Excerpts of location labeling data
************

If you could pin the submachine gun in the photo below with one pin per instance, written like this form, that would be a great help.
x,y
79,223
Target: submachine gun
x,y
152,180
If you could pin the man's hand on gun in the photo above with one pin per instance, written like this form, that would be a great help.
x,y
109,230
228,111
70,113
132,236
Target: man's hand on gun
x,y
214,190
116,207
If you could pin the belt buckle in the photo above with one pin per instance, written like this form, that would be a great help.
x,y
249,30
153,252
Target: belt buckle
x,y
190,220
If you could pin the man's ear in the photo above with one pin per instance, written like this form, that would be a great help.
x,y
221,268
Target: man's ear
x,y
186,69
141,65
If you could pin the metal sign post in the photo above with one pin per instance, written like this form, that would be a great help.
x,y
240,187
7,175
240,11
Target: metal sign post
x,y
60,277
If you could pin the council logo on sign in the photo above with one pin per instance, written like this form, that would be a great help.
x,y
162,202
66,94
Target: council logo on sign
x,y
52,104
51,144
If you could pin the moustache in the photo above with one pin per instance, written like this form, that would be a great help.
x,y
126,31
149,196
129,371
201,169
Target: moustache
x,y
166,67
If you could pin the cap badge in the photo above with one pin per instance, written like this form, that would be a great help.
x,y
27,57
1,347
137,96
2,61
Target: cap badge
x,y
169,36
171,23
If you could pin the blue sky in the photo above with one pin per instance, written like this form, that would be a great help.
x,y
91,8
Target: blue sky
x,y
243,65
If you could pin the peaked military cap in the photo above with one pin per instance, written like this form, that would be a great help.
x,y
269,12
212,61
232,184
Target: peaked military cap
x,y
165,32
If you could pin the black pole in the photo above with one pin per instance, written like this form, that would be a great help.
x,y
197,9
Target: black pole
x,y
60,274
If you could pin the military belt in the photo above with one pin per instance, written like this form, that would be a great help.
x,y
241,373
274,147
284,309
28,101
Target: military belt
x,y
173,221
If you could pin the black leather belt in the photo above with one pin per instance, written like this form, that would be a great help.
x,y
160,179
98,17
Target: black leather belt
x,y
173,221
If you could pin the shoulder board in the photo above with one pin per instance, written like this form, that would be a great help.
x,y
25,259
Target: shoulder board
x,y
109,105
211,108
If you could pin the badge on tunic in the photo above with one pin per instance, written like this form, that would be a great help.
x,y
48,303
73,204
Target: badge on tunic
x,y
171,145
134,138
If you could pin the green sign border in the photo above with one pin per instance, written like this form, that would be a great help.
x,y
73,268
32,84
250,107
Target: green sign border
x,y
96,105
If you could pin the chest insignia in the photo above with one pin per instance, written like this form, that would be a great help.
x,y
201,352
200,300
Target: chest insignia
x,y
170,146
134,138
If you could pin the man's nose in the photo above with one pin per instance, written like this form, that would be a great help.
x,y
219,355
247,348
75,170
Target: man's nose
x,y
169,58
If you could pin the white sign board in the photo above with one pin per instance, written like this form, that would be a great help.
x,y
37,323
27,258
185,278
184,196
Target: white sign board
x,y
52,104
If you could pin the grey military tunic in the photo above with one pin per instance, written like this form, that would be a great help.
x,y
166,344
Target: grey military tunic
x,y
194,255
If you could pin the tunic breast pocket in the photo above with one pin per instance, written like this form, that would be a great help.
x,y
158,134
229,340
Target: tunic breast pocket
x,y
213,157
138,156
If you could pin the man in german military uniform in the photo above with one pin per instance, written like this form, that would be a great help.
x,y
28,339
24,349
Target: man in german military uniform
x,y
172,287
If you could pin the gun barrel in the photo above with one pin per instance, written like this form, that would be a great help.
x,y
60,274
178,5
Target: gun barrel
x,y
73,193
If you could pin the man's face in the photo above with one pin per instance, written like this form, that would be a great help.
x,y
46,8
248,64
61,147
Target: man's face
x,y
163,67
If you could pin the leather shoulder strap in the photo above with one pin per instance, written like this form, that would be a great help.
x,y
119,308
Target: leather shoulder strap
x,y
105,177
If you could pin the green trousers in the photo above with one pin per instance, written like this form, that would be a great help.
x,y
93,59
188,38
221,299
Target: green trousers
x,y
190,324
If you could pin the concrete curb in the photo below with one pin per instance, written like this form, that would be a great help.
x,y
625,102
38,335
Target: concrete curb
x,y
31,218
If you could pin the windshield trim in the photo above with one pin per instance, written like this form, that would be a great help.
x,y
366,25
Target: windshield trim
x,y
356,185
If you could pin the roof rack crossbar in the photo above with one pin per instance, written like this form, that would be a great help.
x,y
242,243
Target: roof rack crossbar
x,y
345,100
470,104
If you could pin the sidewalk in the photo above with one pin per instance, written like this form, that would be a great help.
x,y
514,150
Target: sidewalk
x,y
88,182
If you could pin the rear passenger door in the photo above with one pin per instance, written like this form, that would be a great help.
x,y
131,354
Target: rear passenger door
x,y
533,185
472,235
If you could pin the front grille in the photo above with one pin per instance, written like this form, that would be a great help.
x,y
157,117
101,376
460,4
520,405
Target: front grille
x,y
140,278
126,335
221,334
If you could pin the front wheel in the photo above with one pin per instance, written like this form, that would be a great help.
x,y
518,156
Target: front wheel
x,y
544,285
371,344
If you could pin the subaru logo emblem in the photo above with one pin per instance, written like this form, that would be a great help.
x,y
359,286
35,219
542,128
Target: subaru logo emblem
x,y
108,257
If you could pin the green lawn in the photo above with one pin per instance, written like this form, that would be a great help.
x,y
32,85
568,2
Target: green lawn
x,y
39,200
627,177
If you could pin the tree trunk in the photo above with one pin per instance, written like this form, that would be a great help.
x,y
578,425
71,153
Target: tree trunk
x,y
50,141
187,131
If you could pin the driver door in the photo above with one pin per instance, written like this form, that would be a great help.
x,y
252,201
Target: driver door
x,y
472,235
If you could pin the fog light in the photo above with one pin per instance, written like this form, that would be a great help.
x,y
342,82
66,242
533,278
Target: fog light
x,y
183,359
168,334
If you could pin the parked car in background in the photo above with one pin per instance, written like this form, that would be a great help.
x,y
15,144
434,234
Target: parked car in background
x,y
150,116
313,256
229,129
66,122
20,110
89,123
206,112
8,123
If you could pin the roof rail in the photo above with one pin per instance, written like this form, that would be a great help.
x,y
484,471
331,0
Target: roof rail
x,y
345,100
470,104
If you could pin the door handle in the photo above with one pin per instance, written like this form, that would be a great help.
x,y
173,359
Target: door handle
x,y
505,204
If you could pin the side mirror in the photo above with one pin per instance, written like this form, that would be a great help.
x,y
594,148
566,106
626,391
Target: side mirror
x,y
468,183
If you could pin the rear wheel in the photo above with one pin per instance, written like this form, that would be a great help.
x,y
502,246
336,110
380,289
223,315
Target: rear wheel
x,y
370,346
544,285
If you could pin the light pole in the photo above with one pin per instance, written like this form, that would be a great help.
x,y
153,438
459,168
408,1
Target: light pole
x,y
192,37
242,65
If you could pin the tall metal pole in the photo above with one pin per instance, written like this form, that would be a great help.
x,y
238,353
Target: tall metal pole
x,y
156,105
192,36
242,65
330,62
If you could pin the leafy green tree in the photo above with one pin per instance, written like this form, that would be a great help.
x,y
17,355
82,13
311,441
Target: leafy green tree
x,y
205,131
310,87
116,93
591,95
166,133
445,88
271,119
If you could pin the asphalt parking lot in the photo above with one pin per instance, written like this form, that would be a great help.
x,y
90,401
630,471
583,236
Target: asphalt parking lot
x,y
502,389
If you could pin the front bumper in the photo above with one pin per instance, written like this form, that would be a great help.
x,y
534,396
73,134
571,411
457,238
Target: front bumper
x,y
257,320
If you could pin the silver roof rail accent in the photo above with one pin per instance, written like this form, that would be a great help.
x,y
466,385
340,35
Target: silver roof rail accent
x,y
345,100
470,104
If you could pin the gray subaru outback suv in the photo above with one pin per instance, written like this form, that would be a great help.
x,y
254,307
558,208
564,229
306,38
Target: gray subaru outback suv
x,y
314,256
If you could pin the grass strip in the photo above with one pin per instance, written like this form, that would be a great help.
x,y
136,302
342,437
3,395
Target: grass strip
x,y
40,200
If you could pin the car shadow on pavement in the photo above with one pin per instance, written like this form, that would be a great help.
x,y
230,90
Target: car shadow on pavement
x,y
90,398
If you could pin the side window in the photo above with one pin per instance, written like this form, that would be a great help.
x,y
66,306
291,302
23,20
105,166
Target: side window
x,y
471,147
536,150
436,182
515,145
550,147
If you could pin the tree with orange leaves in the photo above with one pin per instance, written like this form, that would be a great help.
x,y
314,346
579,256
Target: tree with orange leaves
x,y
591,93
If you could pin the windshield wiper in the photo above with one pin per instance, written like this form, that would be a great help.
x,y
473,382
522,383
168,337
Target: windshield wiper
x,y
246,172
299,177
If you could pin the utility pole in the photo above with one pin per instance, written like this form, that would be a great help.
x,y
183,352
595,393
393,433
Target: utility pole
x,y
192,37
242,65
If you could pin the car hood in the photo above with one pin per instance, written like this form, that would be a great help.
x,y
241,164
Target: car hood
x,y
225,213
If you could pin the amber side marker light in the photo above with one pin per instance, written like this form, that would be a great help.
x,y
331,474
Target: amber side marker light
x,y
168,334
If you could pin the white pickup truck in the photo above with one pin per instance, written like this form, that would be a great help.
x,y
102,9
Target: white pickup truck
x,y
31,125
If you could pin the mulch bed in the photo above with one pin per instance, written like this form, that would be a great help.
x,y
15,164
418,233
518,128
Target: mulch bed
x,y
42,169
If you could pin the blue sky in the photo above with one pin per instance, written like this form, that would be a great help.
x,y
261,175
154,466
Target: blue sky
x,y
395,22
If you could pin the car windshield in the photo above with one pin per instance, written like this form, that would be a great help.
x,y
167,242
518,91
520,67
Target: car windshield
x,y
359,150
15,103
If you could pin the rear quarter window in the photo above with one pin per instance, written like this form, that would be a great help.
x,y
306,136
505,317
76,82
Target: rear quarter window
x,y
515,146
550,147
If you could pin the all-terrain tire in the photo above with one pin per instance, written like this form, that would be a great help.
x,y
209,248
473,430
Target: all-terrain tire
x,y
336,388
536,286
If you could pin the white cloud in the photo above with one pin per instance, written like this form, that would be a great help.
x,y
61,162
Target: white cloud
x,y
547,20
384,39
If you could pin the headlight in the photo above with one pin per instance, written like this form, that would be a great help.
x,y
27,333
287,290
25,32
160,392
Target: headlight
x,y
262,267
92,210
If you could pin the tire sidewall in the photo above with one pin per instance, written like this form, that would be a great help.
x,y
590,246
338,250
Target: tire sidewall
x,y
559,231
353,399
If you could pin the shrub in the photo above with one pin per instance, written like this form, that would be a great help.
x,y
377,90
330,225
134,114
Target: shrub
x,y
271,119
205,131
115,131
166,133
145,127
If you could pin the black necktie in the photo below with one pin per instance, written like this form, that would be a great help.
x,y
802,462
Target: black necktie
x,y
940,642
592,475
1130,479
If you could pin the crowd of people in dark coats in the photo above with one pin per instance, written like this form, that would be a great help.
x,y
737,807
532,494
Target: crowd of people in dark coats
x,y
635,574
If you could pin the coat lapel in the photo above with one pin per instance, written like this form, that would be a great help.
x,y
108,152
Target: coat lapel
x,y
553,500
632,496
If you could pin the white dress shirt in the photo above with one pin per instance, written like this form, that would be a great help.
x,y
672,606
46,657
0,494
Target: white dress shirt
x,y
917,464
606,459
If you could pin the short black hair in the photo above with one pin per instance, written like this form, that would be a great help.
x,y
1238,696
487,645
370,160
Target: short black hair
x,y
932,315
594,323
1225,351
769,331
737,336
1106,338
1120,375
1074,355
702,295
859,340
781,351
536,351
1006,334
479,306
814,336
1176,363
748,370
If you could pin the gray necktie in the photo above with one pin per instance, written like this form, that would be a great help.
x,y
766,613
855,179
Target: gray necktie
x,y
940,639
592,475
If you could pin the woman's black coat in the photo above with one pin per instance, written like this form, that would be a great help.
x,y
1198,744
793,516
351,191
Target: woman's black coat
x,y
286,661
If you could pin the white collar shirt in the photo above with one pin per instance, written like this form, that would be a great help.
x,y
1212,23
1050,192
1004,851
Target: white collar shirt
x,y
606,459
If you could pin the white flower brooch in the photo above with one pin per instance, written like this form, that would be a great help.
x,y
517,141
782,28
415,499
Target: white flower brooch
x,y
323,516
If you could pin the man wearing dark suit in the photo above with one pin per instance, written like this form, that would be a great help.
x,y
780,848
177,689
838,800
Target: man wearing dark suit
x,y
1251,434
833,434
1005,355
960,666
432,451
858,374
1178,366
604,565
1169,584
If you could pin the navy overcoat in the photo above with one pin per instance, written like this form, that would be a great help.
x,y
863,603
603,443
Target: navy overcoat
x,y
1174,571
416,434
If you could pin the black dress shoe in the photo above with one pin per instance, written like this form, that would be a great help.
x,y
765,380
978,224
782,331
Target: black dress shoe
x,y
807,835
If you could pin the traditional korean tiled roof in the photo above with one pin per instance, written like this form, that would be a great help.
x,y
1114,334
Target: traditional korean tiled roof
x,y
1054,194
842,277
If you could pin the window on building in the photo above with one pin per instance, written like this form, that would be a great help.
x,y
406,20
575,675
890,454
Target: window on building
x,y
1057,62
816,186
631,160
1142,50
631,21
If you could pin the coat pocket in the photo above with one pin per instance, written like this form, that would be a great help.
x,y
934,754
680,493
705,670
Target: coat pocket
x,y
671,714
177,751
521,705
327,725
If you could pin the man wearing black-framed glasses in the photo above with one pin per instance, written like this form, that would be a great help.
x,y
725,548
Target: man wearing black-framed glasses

************

Copy out exactly the lines between the line with "If you could pin the window" and the last line of the entries, counting both of those lines.

If you could pin the window on building in the photo above with one pin per instance, written like this form, that would be a great help.
x,y
406,20
575,675
890,454
Target: window on building
x,y
1057,62
816,186
631,160
1142,50
631,21
If you could pin the coat pocket in the photo above with one pin per instance, written like this form, that would be a great help.
x,y
934,754
680,493
705,670
Target: coat pocket
x,y
671,714
177,751
521,705
327,725
If you could pin the man wearing black-framed glasses in the photo above with one pin per instance, written like this form, that would be a great help.
x,y
725,548
Target: man wearing black-framed glasses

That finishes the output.